(WORK REQUIRED):
Each line from the one containing "Detection request: black sleeve" through the final line of the data below must be repeated exactly.

╭─ SUPPLIED RECORDS

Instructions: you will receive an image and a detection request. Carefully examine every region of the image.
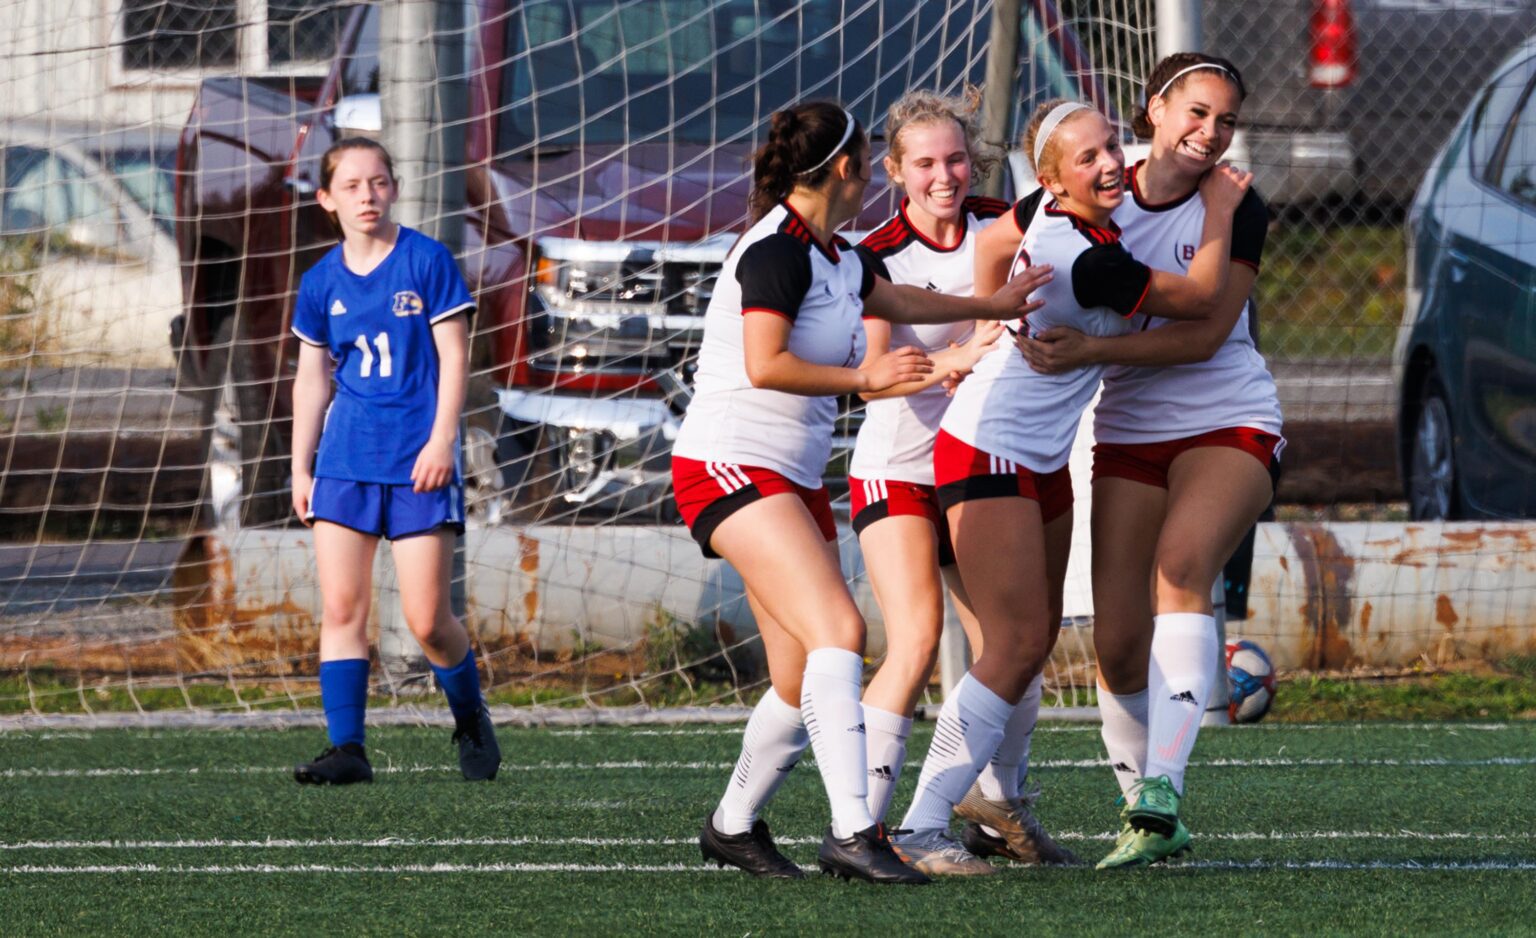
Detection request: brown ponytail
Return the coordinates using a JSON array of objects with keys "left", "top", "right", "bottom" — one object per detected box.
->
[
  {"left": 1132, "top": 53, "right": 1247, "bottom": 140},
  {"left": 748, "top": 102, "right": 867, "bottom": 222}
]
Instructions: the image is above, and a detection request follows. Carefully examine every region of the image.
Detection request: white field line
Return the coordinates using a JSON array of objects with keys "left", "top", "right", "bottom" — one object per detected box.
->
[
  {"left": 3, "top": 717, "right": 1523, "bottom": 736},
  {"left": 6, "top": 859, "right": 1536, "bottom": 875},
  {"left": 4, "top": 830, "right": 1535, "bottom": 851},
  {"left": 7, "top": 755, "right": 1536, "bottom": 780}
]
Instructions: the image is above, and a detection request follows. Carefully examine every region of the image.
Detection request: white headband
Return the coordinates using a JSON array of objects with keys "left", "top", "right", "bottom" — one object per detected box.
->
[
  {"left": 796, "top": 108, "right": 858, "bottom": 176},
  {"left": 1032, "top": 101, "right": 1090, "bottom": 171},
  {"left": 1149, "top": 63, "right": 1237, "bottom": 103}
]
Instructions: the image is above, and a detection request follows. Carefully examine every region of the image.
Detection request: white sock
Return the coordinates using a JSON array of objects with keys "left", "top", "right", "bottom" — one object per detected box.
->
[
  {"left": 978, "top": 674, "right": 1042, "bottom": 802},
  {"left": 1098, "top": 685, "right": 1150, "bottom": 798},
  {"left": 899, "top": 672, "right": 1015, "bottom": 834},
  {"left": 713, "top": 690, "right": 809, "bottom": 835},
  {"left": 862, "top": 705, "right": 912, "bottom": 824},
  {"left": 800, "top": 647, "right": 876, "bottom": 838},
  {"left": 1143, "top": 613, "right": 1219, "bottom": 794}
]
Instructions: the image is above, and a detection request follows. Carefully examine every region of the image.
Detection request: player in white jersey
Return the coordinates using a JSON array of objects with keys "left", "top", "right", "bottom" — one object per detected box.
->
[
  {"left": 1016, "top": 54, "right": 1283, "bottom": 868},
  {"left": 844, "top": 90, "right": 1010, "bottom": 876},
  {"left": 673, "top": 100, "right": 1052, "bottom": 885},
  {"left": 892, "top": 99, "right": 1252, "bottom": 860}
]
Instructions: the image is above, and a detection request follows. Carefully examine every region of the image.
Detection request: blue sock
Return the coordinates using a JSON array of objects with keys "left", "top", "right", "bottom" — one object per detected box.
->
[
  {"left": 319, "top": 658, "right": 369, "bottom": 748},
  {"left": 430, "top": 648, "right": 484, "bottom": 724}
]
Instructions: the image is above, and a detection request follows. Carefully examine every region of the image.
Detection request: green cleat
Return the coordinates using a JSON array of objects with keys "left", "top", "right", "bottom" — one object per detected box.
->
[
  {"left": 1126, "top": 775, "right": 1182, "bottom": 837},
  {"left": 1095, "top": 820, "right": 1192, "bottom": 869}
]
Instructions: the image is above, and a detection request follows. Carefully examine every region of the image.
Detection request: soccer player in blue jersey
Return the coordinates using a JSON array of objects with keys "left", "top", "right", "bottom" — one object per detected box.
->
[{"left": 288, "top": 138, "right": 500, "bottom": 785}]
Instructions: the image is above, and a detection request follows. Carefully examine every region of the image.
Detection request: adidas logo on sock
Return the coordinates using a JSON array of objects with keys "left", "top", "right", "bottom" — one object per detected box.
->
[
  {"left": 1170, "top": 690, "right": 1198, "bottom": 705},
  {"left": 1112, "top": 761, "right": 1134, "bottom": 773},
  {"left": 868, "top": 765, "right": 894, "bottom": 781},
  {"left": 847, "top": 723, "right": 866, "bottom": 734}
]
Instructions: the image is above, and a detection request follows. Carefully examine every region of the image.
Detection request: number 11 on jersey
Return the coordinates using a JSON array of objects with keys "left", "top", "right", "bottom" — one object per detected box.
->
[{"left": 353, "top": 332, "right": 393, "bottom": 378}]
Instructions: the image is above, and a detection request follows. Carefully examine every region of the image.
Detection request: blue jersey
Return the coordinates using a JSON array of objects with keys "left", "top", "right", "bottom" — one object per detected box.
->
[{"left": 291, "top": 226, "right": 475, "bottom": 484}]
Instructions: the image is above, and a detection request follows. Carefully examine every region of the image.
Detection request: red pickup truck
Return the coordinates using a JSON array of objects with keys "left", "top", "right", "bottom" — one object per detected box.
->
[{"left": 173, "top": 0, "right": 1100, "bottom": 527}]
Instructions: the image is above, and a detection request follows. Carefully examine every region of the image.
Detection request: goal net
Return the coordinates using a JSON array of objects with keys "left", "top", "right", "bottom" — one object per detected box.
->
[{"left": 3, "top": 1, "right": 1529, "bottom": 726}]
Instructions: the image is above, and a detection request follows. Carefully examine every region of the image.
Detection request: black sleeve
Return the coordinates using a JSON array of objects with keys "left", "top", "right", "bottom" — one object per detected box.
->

╰─

(ANSWER SECTION):
Detection request: black sleeve
Return the coordinates using a JSON array of objects with keys "left", "top", "right", "bottom" — one object per detected box.
->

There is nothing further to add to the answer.